* **What you need to do**
[a] In the excerpt on the African Union Commission's priority areas, what distinction does Dr. Dlamini-Zuma hold with respect to leading the Commission?
[b] Extend the excerpt on the African Union Commission's priority areas, starting after its final sentence.
>> begin Source excerpt
The Commission is to take pro-active steps to support member states and regional bodies in their efforts to promote, consolidate and expand citizen-centered, developmental and democratic governance, Dr. Dlamini-Zuma said. This is in line with the AU’s vision of achieving a prosperous, peaceful and integrated continent. In pursuing this African agenda, the Commission will take into account the shared values of consistent political and democratic freedom, and the development and modernization of African productive forces.

Among the Commission’s priority areas, as outlined by its Chairperson, will be health and education, gender equality, youth development, peace, security and stability in Africa, food security, exploitation of natural resources, development of infrastructure, the promotion of intra-African trade, building the AU’s capacity to deliver efficiently and effectively, and consolidating relationships with key partners.

Dr. Dlamini-Zuma, who became the first woman ever to lead the Commission, told hundreds of delegates and members of the diplomatic corps that Africa has witnessed phenomenal progress in the past 20 years, in socio-political and economic terms. However, she said the long walk to achieving the AU vision had not ended and there were many hills still to climb.

Priority areas

Health and education

Maternal and infant mortality remain unacceptably high in Africa, she said. The Commission will endeavour to reduce, if not eliminate, maternal mortality so that children have a fighting chance to reach their full potential and also that mothers get the chance to contribute fully to their families, societies, nations and the continent.

Decade of African Women

The Commission will accelerate implementation of programmes related to the African Women’s Decade to realize gender equality and to ensure that women, who constitute slightly more than 50 per cent of the African population, are brought into the mainstream of decision-making processes and structures at all levels of society.
>> end Source excerpt
>> begin Entries shown
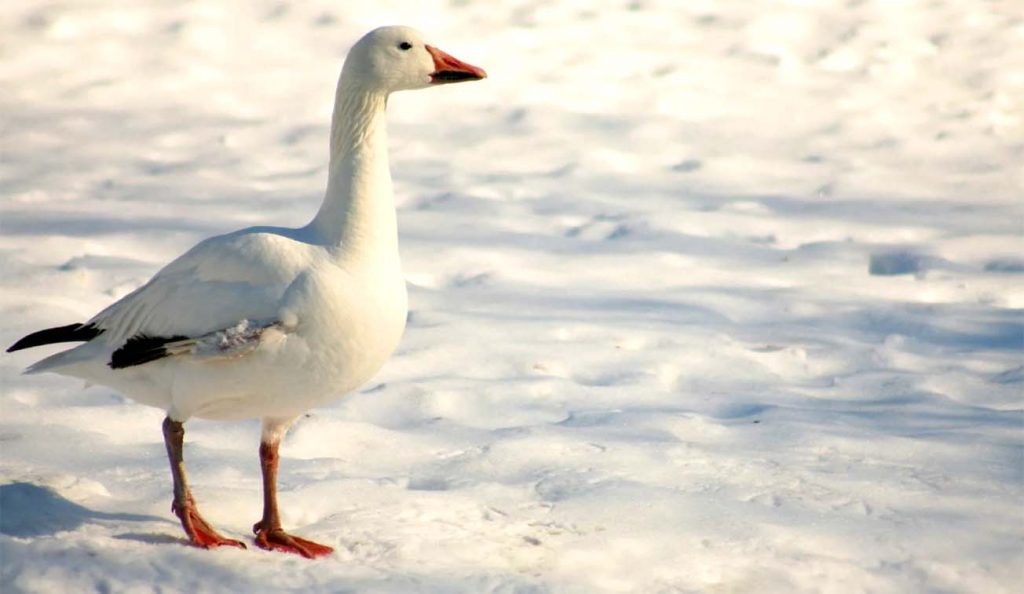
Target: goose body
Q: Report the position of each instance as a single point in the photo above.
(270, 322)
>> end Entries shown
>> begin Entries shown
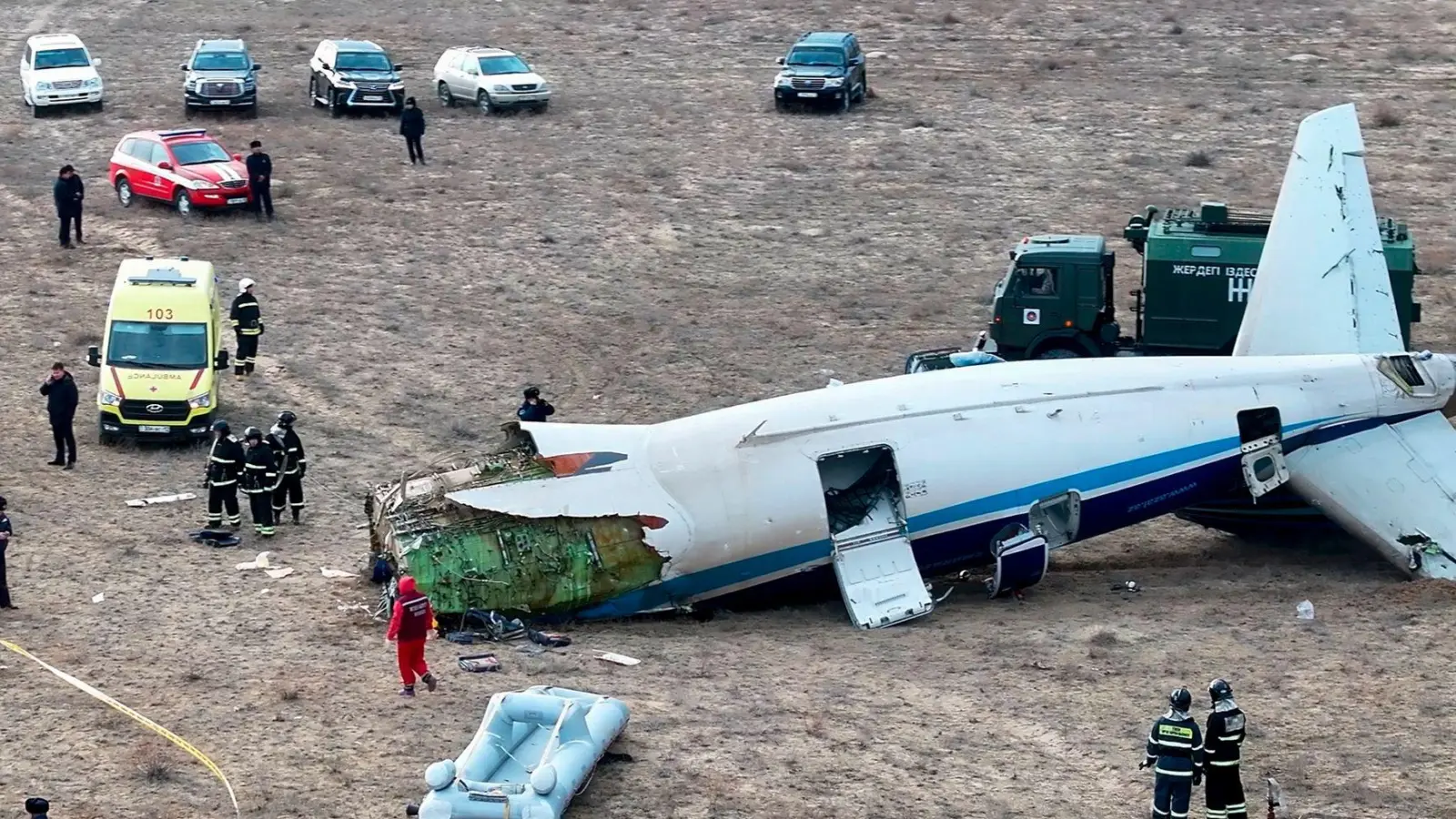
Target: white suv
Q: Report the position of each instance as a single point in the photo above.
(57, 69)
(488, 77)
>> end Entries shown
* **Answers to the exercises**
[a] She is the first woman ever to lead the Commission.

[b]
Youth development and education

The Commission views young people as an invaluable asset. In this regard, it will seek to harness the energy, resourcefulness and enthusiasm of young people so that they contribute positively to their societies, nations and the continent. Priority will be given to education, training and employment, particularly of young people, women and girls.

Peace and security a pre-requisite for peace and development

UNFPA Africa Regional Director Bunmi Makinwa in discussion with the new AUC chair, Dr. Nkosazana Dlamini-Zuma at the conference in Addis Ababa.

Peace, security and stability are a pre-requisite for development and good governance, she said. Resolving conflicts such as those in Mali and the Sahel region, the eastern part of the Democratic Republic of Congo and the Great Lakes region, and in Guinea Bissau, would be a priority for the Commission. The Commission would also continue to provide the necessary support to Sudan and South Sudan in finalizing the outstanding issues between them. The AUC would be actively involved in post-conflict reconstruction and development.

Food security and mineral resources

Africa has one quarter of the world’s arable land and land is a source of livelihood for 70 per cent of the population. Yet the continent generates only 10 per cent of the global agricultural output. The African Union would therefore put maximum effort into implementing the provisions of the Comprehensive African Agricultural Development Programme (CAADP) so that Africa can feed itself and have more to export. In terms of mineral resources, the Commission would push for exploitation of these resources so that they benefit African people, she said.

Infrastructural development, integration and intra-African trade

The development of infrastructure and connectivity between the different African member states is key to Africa’s integration efforts, to facilitate people-to-people relations and to facilitate intra-African trade.

Institutional capacity building

As the AU Commission undertakes to achieve all its priority areas, it must also build its capacity so as to be equal to the task. More will be done to build on improvements already made, she said.

Consolidating African unity

The Commission will pursue the goal of unity for all Africans in the realization that, working as one, the continent’s total population of one billion people holds greater weight globally and can achieve much more than individual African states.

The Commission, in pursuing all its objectives, will be informed by experiences learnt over the last fifty years – the time when the Organization of African Unity was formed. It will take the opportunity of the 50th anniversary of the OAU in 2013 to reflect on where the continent has come from and plan for the next 50 years. In discharging its functions, the Commission will work with member states, Regional Economic Communities, the United Nations, the African Development Bank and its other partners, she said. 

The AUC is the secretariat of the African Union. The event was presided over by the Chairperson of the African Union, Dr. Thomas Boni Yayi, President of the Republic of Benin, in the presence of Mr. Hailemariam Desalegn, Prime Minister of the Federal Democratic Republic of Ethiopia.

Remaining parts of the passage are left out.